> _EXERCISE_: Find the line that contains "Each returned marker MUST sit on an instance of the tall"; then retype it and each line after it, exactly, through the final line of the data below.

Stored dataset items
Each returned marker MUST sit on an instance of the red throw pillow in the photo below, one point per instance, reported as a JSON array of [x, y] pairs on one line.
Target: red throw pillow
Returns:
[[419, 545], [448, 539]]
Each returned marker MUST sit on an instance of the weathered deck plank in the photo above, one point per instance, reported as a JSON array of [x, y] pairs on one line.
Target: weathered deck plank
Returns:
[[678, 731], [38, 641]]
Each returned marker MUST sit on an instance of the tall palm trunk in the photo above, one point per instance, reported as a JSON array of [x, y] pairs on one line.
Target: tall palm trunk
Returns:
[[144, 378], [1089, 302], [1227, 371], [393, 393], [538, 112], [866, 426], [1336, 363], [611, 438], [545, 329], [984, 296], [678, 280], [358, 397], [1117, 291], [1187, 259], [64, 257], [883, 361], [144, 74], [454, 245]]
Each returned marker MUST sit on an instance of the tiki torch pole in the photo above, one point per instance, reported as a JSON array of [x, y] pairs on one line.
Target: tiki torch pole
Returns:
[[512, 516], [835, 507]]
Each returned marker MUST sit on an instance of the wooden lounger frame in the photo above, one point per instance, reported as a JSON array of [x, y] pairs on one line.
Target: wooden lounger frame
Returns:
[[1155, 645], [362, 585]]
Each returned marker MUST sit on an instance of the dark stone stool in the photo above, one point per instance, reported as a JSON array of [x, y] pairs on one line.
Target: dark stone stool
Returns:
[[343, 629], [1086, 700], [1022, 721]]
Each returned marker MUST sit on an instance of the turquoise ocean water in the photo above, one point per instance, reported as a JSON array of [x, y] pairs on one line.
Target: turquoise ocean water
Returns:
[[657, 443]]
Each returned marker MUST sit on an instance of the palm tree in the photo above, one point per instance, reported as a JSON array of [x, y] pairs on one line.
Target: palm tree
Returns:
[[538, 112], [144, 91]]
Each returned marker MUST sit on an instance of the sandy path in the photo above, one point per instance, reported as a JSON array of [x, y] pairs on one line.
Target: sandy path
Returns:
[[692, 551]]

> _EXERCISE OUTPUT_:
Each returned marker MUST sit on an instance of the tall palm trunk in the photo above, one point per instance, reported as a JSON array of [x, y] pairs on one line.
Target: tall palm trunk
Returns:
[[144, 378], [1089, 302], [1227, 371], [393, 393], [538, 112], [866, 426], [1336, 363], [611, 438], [545, 329], [984, 296], [678, 280], [358, 397], [1117, 291], [1187, 259], [64, 257], [883, 361], [144, 74], [454, 245]]
Each returned marker MUST sit on an instance of the tiki torch pole in the photo above, one point per instance, reported as a JSON array of [x, y] pairs on one line.
Target: tiki torch pole
Returns:
[[512, 516], [835, 507]]
Each returned marker MUST sit on an instance of the wooden lounger frame in the photo above, one point per instance, reported as a JSON array of [x, y] pairs on one line.
Target: wooden lounger frame
Returns:
[[1155, 645], [362, 585]]
Each returned marker MUST sit on an instance of the dark stone stool in the photo above, one point per instance, reported as a JSON array of [x, y] pairs on one line.
Target: dark stone stool
Returns:
[[343, 629], [1086, 700], [1022, 721]]
Each returned marker MUST sit on an instance of the turquoise ocean water in the photo above, one point per instance, reported as a JSON array of [x, y] pairs on one line.
Target: turquoise ocean water
Returns:
[[657, 443]]
Each returned marker MUST sit on an instance of the palm tree in the photo above, one point per instance, reported as a JSON array of [x, y] pairs on one line.
Target: palm tree
Returns:
[[538, 112], [144, 91]]
Each returned marker MUST sit on an instance of the sandy path in the photo above, one point per instance, reported as a JSON array of [x, y] pairs on one line.
Target: sandy path
Returns:
[[692, 551]]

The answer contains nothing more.